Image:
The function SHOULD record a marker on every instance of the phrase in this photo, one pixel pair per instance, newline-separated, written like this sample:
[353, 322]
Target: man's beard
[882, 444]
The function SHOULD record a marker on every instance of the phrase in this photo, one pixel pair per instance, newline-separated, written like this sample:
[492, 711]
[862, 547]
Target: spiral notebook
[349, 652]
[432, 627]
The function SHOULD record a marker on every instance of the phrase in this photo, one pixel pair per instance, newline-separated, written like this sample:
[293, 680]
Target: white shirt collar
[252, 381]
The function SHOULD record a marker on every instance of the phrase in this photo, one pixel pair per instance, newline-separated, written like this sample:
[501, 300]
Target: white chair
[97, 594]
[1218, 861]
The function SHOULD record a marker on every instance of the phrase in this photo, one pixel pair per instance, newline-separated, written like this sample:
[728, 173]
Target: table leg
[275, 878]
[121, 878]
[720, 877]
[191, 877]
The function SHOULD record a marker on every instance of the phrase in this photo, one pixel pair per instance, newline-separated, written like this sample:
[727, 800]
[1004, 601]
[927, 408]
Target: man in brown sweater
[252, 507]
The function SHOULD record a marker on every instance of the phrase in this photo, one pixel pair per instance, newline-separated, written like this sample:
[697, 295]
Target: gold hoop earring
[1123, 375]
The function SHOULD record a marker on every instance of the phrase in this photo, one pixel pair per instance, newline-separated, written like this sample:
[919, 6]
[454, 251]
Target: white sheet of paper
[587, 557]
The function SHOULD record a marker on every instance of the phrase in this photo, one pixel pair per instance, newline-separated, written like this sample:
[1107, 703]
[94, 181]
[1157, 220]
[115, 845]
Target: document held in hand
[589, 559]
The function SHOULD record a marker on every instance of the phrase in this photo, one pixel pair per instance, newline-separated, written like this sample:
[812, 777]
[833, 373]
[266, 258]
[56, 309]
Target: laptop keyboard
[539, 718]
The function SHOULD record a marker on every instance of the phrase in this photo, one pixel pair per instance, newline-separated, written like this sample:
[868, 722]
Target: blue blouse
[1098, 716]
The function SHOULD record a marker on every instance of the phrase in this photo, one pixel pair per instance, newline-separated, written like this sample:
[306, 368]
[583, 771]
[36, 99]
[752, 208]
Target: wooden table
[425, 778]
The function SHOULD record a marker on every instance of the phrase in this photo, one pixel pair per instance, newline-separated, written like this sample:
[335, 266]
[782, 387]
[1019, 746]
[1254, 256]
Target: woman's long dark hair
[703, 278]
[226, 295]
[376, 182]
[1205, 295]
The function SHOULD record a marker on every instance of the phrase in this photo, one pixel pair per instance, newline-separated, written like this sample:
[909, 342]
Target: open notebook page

==================================================

Return the listing above verbatim.

§ SOLUTION TO THIS PROBLEM:
Image:
The function SHOULD record a marker on every instance of the phrase in this photo, one pixel pair per instance, newline-separated, written like this sample:
[353, 322]
Target: man's beard
[882, 444]
The function SHOULD record a marker on every instance of the phrase in this photo, one pixel pair per instance, newline-separated, written like this sample:
[492, 711]
[862, 547]
Target: spiral notebook
[349, 652]
[432, 627]
The function SHOULD record a marker on every instance of the phrase in this photo, one pixel pair per instance, newline-separated, written like this sample:
[293, 680]
Target: white shirt collar
[252, 381]
The function SHOULD record a marker on every instance of the phrase in this photo, one pixel pair per instance, newline-separated, written like this sample:
[501, 300]
Target: white chair
[97, 594]
[1218, 861]
The function SHOULD record a marker on every instance of the phrase in this photo, one pixel pair per instance, newline-separated, written like this sample:
[728, 173]
Target: table leg
[275, 878]
[121, 878]
[720, 877]
[191, 877]
The function SHOULD record a marker on every instance of the phrase in this photo, one pixel pair per instance, newline-separated, written like this sample:
[727, 800]
[1004, 601]
[927, 408]
Target: man in brown sweater
[252, 507]
The function SHOULD record a marker on every instance of the phrase in this photo, one pixel pair per instance, newline-separated, written like this sample:
[697, 295]
Target: gold hoop earring
[1123, 375]
The function SHOULD record a marker on every instance of the phrase in this photo, one pixel pair per instance, newline-separated, written like this sample:
[919, 6]
[454, 251]
Target: white sheet of paper
[587, 557]
The function SHOULD record a marker on every instance of the phrase in this photo, one pixel pair per instance, newline-separated, written like this sample:
[1107, 703]
[94, 181]
[1157, 220]
[115, 845]
Target: document held in hand
[589, 559]
The function SHOULD record a marker on every instance of the phrase in this photo, one pixel pair per instance, newline-separated, written like this sample:
[812, 777]
[833, 373]
[266, 258]
[56, 309]
Target: laptop keyboard
[539, 718]
The function SHOULD record a marker on every instance of the phrase in this photo, one pixel pair per instance, newline-separated, written like this sample:
[868, 722]
Target: blue blouse
[1098, 716]
The function SHOULD record a marker on every instance of the phrase in this photo, one pixel pair per instance, newline-separated, written like this sample:
[306, 368]
[583, 771]
[36, 99]
[752, 208]
Target: wooden table
[425, 778]
The function SHOULD record a marker on every instance of the phrase in this photo, one pixel pair per instance, newline-separated, written like this sample:
[335, 266]
[782, 387]
[1019, 746]
[1254, 256]
Target: woman's long dark hair
[703, 278]
[226, 295]
[376, 182]
[1205, 295]
The function SHOULD record a marker on every instance of the phrase in this photo, one pixel pair per instance, newline-separated, written like this sample:
[909, 342]
Target: open notebook page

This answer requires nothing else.